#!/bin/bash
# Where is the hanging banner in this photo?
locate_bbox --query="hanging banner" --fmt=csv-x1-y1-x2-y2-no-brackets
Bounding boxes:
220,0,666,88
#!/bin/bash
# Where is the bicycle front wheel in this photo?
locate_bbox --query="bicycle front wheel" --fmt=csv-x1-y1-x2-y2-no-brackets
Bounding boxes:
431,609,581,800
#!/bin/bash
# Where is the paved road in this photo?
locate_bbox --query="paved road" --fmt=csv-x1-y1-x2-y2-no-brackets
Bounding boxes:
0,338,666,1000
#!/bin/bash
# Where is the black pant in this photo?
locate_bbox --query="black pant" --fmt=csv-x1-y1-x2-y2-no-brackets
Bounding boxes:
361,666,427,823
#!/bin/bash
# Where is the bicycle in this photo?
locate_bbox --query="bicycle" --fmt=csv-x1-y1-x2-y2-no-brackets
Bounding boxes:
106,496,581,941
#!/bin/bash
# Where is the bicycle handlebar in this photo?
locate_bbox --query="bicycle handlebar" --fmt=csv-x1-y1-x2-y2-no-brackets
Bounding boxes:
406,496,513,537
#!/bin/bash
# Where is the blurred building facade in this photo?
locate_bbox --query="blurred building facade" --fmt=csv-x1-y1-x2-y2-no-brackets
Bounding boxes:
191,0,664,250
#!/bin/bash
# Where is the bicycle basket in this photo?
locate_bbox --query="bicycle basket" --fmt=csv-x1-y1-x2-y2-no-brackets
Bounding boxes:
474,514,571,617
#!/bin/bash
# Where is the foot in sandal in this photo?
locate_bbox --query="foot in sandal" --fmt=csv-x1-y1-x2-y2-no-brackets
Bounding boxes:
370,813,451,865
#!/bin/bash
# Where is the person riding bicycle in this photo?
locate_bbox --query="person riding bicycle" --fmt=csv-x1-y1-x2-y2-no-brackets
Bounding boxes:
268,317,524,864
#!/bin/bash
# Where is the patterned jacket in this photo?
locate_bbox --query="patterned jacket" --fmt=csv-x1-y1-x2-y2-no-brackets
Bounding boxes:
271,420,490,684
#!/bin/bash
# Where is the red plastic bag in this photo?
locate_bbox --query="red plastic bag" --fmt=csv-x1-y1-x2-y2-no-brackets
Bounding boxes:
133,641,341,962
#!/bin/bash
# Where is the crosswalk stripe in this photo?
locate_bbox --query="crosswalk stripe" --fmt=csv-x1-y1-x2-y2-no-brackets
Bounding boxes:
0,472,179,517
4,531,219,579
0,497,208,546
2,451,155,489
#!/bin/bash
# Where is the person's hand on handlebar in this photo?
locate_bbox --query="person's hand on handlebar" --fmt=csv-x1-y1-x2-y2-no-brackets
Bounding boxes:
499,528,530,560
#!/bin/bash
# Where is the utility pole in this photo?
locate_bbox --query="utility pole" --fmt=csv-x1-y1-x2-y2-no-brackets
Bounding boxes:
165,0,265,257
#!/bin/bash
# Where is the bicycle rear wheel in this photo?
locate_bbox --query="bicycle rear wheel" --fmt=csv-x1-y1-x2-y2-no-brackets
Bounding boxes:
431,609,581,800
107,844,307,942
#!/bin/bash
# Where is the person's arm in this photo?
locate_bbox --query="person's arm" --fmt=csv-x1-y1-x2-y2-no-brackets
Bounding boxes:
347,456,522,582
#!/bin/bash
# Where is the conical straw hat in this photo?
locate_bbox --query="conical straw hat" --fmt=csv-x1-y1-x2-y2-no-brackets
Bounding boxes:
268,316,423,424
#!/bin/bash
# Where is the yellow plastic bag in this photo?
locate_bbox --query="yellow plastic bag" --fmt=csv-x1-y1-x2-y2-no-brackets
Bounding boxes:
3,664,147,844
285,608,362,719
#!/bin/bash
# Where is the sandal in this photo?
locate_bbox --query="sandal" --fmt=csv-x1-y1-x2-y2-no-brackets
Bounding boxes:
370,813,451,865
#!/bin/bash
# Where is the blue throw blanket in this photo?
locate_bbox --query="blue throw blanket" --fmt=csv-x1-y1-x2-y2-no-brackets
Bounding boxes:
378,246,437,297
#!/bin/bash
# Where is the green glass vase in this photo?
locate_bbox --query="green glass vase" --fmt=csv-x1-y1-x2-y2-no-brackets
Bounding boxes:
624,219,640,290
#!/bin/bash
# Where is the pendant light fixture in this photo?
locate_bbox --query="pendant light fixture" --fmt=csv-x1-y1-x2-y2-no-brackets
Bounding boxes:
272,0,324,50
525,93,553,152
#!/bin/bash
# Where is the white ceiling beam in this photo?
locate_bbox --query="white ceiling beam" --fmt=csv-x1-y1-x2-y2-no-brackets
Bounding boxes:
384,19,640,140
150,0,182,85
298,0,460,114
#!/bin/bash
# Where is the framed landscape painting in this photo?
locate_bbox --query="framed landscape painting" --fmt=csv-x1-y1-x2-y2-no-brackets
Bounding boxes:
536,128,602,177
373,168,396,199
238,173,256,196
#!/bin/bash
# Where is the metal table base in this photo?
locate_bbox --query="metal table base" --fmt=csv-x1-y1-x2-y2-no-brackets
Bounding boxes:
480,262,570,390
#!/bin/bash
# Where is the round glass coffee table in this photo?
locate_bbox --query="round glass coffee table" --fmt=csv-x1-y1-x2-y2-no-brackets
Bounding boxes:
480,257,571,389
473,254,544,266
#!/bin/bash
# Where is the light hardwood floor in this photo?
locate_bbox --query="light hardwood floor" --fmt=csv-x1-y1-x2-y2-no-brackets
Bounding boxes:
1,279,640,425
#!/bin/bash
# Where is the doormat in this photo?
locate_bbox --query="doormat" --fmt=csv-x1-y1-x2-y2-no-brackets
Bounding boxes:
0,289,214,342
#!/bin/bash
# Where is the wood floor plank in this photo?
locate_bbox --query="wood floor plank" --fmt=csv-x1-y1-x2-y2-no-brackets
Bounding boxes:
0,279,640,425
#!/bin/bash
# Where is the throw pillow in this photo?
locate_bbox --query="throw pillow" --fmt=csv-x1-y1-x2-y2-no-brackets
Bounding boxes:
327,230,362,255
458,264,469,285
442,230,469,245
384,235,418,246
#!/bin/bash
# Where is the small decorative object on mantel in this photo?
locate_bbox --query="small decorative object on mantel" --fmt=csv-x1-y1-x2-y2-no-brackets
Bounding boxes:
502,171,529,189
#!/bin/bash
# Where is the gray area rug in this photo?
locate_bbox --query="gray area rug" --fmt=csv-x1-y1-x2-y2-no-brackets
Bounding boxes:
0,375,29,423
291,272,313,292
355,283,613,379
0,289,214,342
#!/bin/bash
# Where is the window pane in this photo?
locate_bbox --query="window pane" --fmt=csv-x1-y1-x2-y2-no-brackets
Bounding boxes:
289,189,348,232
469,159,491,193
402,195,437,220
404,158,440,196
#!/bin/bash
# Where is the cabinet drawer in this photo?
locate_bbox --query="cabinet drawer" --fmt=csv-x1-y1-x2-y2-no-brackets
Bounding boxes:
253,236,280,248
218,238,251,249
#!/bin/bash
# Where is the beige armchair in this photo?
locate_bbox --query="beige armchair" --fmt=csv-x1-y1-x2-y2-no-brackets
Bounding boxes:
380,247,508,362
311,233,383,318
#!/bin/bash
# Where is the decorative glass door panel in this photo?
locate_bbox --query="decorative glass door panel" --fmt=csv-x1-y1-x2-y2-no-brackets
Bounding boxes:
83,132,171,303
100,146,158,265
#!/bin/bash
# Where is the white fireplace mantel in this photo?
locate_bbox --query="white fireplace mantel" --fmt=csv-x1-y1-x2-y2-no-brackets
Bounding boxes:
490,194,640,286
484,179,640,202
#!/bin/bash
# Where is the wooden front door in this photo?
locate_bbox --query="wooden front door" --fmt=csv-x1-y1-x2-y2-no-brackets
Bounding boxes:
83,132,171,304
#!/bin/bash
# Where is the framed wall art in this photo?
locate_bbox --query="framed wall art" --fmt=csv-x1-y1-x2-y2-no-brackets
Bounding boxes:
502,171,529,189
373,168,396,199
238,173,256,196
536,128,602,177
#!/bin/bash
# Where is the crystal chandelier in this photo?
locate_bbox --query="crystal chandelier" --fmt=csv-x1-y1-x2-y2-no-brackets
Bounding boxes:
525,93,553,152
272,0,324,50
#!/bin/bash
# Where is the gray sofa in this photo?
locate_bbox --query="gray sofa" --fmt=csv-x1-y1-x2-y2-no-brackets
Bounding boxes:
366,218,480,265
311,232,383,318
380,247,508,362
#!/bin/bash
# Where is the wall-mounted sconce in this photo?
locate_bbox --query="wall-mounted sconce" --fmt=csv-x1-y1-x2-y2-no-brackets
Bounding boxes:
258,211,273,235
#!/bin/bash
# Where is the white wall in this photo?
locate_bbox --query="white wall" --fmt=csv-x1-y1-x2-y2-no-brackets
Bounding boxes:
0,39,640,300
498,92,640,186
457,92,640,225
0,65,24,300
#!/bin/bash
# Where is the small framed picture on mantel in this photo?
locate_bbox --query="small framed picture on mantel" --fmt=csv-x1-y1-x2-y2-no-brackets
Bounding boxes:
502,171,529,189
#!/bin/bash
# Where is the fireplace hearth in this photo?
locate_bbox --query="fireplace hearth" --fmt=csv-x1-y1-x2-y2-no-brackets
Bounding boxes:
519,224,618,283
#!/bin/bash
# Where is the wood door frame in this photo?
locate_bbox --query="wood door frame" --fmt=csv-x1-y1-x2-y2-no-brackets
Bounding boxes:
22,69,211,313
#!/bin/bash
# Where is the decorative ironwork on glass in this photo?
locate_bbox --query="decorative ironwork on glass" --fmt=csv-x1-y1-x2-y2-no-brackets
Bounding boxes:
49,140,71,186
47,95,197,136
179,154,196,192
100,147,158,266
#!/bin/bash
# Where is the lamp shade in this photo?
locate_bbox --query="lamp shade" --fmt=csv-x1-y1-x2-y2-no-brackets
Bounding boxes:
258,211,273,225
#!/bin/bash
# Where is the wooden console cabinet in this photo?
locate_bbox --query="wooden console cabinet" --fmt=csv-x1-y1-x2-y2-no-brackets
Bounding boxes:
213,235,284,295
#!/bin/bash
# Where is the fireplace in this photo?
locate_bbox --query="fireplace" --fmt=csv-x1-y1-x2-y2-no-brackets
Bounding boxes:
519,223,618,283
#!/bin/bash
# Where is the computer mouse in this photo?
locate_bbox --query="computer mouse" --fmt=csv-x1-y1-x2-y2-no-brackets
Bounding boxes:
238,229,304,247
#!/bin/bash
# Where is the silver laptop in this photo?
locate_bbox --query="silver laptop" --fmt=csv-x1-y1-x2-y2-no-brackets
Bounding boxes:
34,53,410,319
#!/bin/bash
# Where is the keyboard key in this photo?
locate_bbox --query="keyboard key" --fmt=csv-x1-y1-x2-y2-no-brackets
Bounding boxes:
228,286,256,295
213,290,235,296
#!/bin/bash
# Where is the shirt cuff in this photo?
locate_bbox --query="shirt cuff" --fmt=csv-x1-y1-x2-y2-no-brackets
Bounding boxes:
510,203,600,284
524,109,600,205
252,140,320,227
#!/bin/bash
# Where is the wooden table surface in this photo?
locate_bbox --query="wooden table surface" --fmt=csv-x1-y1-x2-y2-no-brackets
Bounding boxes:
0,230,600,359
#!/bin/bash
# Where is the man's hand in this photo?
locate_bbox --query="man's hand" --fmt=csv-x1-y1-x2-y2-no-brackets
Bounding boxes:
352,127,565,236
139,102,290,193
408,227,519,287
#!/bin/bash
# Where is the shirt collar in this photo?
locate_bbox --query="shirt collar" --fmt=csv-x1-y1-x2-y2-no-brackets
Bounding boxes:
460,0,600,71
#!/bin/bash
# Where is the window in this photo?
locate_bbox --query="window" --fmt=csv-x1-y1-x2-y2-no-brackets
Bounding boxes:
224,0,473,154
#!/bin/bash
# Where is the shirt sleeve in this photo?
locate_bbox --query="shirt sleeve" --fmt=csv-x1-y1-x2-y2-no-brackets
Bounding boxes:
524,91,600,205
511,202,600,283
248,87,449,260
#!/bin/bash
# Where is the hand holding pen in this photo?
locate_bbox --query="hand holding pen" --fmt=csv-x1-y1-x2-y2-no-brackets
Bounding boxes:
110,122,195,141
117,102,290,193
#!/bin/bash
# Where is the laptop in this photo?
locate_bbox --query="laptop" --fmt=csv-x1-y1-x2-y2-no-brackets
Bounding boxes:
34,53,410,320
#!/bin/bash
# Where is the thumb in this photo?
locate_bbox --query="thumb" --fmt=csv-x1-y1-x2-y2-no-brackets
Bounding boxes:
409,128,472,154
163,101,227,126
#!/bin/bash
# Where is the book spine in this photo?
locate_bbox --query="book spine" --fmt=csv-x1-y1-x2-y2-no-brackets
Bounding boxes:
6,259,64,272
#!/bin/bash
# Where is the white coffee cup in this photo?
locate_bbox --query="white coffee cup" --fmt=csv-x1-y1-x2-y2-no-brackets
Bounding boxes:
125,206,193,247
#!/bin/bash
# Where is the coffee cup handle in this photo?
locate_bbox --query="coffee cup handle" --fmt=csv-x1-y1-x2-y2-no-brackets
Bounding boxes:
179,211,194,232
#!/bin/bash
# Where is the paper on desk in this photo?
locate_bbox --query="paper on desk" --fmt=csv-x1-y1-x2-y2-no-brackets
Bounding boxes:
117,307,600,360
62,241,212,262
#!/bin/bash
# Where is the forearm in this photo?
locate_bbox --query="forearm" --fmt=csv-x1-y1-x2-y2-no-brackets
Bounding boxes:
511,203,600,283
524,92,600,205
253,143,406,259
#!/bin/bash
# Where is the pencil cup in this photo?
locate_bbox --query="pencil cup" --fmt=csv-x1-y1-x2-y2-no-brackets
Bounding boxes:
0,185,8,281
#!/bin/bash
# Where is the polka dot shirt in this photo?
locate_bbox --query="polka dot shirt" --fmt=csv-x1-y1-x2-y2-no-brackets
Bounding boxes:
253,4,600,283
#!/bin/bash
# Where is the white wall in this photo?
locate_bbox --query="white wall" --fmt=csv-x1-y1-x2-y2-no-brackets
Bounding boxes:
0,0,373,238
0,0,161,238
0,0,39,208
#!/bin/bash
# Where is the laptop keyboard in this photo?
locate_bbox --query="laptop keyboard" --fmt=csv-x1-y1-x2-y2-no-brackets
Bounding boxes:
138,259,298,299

______________________________

WHAT IS REQUIRED: Copy out the lines verbatim, from the beginning of the lines down to and including the line that contains "406,496,513,537".

RIGHT ANSWER:
#!/bin/bash
# Where is the hanging banner in this photo?
locate_bbox --query="hanging banner" --fmt=csv-x1-y1-x2-y2-no-brackets
Bounding boxes:
220,0,666,88
#!/bin/bash
# Where is the bicycle front wheel in this photo?
locate_bbox --query="bicycle front wheel" --fmt=csv-x1-y1-x2-y2-no-brackets
Bounding boxes:
431,609,581,800
#!/bin/bash
# Where is the paved road in this photo?
locate_bbox --query="paved road" --fmt=csv-x1-y1-x2-y2-no-brackets
Bounding boxes:
0,338,666,1000
#!/bin/bash
# Where is the black pant in this photo?
locate_bbox --query="black pant" --fmt=csv-x1-y1-x2-y2-no-brackets
Bounding boxes:
361,666,427,823
#!/bin/bash
# Where is the bicycle in this photo?
locate_bbox --query="bicycle" --fmt=csv-x1-y1-x2-y2-no-brackets
Bounding boxes:
106,496,581,941
#!/bin/bash
# Where is the bicycle handlebar in this photo?
locate_bbox --query="bicycle handlebar" --fmt=csv-x1-y1-x2-y2-no-brackets
Bounding boxes:
406,496,513,537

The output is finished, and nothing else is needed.